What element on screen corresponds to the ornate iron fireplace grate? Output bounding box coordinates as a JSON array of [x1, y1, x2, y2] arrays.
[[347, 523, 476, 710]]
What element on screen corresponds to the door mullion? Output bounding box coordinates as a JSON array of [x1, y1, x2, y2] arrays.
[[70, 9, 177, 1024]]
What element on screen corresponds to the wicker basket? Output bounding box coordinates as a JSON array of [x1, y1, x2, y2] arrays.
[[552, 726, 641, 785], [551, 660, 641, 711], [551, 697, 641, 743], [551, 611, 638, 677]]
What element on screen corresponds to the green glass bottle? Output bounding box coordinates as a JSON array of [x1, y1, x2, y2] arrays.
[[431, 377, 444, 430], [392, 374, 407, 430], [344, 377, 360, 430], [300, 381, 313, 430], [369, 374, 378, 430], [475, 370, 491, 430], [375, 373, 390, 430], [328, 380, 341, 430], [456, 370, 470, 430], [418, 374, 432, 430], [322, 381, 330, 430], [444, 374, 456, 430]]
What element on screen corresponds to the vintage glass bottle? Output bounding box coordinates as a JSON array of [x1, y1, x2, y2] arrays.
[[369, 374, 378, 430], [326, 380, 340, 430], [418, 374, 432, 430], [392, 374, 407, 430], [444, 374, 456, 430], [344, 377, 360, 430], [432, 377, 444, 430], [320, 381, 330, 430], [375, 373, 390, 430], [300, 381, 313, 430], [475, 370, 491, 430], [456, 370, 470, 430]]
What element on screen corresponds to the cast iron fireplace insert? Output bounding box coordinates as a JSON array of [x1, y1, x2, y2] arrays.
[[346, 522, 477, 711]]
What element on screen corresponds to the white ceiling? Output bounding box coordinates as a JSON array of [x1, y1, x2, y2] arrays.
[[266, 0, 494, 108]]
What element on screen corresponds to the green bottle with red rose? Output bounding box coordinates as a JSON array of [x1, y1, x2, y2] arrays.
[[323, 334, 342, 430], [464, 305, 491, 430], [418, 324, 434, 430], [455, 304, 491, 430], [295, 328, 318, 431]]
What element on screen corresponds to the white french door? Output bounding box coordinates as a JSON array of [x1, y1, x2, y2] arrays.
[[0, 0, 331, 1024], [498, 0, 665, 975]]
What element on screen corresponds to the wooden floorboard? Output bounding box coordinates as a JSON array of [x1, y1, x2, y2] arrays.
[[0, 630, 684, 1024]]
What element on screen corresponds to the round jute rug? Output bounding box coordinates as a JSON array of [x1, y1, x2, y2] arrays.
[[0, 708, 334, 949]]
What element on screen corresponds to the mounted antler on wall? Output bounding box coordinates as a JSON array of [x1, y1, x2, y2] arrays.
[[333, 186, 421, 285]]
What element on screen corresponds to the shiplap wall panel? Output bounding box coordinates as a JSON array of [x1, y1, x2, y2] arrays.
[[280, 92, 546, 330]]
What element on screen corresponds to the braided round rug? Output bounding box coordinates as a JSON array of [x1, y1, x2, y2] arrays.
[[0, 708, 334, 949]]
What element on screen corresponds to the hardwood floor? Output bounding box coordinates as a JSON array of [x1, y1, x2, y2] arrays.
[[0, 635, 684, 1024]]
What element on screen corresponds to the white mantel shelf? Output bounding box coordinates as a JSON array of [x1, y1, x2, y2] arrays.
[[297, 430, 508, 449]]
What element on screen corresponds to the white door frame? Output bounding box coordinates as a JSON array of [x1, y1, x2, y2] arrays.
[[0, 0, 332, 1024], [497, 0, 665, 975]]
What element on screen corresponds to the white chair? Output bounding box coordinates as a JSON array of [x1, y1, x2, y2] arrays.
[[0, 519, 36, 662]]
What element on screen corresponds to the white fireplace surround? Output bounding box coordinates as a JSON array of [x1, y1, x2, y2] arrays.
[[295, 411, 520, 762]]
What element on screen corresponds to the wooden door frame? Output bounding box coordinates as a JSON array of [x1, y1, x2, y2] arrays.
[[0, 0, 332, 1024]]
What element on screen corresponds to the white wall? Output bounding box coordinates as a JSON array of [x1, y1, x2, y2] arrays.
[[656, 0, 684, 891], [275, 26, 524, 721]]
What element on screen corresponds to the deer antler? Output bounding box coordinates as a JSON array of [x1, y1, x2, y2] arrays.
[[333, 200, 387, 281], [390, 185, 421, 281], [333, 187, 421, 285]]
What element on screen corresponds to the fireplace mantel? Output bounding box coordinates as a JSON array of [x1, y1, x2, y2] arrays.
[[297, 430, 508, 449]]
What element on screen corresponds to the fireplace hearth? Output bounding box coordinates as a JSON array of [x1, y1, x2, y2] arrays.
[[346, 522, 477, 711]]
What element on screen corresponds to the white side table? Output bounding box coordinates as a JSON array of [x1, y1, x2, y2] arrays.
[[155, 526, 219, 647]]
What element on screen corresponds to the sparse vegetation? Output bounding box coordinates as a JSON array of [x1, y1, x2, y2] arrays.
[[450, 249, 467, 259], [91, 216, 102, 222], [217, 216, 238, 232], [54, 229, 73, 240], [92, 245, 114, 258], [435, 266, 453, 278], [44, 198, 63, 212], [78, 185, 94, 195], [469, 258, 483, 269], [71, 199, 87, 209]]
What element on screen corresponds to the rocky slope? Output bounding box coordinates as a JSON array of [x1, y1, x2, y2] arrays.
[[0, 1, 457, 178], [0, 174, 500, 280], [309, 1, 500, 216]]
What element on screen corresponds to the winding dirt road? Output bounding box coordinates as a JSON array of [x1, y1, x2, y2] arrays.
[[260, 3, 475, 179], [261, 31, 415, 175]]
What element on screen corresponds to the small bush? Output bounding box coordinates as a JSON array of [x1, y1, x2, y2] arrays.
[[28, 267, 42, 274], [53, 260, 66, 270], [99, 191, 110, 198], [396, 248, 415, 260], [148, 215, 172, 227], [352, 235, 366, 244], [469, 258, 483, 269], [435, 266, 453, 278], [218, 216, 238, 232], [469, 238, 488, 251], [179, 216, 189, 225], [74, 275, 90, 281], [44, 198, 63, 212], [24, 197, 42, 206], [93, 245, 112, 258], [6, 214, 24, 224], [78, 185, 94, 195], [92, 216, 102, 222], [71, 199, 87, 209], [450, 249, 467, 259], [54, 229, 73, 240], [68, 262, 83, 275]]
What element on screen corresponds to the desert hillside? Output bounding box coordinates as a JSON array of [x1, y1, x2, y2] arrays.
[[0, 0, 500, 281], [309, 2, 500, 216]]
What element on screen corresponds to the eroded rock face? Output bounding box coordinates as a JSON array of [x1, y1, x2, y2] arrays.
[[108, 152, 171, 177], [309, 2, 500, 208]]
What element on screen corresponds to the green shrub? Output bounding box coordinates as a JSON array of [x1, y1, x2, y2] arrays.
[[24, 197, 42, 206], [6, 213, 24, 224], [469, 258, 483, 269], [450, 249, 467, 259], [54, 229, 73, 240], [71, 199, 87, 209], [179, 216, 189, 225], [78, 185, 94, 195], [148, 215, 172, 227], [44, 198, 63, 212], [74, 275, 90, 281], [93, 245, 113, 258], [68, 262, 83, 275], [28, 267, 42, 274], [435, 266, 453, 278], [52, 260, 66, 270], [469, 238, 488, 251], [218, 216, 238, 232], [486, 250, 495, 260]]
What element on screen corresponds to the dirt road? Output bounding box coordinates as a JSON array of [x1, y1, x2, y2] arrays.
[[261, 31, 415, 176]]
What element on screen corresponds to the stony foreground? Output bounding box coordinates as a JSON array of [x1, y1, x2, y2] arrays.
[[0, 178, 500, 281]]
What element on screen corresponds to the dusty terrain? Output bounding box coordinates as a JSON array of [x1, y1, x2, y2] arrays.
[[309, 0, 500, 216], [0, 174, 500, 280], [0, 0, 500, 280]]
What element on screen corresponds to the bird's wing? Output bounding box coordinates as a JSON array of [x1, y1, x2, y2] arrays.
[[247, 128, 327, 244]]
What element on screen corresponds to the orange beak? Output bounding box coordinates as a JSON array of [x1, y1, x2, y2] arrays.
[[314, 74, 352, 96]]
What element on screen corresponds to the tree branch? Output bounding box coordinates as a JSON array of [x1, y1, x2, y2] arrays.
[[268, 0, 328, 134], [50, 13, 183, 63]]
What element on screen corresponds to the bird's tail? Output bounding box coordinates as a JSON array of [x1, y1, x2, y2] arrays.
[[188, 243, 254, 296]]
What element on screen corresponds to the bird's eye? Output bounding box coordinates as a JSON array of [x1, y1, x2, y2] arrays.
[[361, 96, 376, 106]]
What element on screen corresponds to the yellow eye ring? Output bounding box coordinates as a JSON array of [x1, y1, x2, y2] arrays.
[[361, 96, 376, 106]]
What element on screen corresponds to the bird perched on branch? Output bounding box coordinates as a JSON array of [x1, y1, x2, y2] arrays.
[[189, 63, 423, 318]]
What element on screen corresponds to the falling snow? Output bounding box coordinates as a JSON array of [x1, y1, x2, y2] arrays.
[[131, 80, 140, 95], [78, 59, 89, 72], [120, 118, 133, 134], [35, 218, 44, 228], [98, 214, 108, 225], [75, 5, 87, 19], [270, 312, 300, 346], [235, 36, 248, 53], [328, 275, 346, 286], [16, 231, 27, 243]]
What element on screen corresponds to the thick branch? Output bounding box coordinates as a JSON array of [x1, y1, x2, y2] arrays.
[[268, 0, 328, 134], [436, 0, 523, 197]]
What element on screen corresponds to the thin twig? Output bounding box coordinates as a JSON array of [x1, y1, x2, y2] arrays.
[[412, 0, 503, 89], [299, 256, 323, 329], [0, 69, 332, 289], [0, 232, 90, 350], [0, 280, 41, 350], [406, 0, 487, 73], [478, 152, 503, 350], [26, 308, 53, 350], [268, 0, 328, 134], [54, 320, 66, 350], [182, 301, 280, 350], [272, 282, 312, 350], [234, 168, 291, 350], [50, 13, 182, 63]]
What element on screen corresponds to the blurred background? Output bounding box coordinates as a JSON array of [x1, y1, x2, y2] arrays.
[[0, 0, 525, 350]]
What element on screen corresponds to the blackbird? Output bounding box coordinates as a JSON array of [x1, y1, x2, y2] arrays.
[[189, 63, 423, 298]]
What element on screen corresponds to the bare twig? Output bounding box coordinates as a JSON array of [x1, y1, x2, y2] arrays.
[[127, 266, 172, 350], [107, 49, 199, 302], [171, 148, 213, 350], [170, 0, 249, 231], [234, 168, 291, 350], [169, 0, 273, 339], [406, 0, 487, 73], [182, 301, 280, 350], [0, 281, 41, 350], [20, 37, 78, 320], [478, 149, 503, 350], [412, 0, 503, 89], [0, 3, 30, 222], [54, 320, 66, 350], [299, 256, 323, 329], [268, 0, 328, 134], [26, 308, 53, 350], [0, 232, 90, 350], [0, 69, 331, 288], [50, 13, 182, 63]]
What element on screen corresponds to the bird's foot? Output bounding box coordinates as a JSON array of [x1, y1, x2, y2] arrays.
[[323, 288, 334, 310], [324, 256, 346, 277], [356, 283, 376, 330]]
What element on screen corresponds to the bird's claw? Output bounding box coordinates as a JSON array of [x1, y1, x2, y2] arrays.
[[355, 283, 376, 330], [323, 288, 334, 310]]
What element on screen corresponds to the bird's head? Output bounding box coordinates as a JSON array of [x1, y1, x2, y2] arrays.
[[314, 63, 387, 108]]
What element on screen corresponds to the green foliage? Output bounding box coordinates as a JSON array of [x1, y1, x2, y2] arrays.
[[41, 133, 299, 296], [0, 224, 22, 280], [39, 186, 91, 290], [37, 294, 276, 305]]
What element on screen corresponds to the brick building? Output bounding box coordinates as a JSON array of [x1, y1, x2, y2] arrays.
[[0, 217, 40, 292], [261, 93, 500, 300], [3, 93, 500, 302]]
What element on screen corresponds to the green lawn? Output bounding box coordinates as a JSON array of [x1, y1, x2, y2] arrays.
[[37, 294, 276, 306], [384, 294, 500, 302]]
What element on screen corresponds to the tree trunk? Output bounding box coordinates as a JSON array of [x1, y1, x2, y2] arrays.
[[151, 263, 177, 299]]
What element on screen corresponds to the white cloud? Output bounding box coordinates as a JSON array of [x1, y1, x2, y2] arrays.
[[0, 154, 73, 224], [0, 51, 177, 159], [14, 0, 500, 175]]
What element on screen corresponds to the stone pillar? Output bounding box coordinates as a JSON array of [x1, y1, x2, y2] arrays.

- [Task statement] Copy the lines of the data above without any changes, from the line with "What element on screen corresponds to the white wall?" up to and including the line with "1, 500, 216]]".

- [Solution]
What element on screen corresponds to the white wall? Output bounding box coordinates as a JSON array of [x1, y1, x2, y2] arrays.
[[656, 0, 684, 891], [275, 26, 524, 721]]
What element on screen corresponds to the deer antler? Output bounding box coordinates as a JSON array of [x1, y1, x2, y2] arrays.
[[333, 200, 387, 281], [390, 185, 421, 281], [333, 187, 421, 285]]
What element on screen corresponds to the fireplace mantel? Output bounding box coordinates as a JSON array of [x1, y1, x2, y2] arrays.
[[297, 430, 508, 449]]
What element on screen corresponds to the fireplace hearth? Output bounding box coordinates as a JSON array of [x1, y1, x2, y2] arrays.
[[346, 522, 477, 711]]
What element on screen corresponds to the white side table? Output bounding box coordinates as a JSON array of [x1, y1, x2, y2] arrays.
[[155, 526, 219, 647]]
What element on screen corresponds to the sparse vegetation? Output bounding box coordinates as a JSON array of [x1, y1, x2, y2] arrays.
[[450, 249, 467, 259], [91, 216, 102, 222], [217, 216, 238, 232], [54, 229, 73, 240], [92, 245, 114, 258], [435, 266, 453, 278], [44, 198, 63, 212], [78, 185, 94, 195], [469, 258, 483, 269], [71, 199, 87, 209]]
What element on screen corresponds to the rocky slope? Output bounding box coordinates as a JSON array of [x1, y1, x2, y2] arrays.
[[0, 1, 457, 178], [0, 174, 500, 280], [309, 1, 500, 216]]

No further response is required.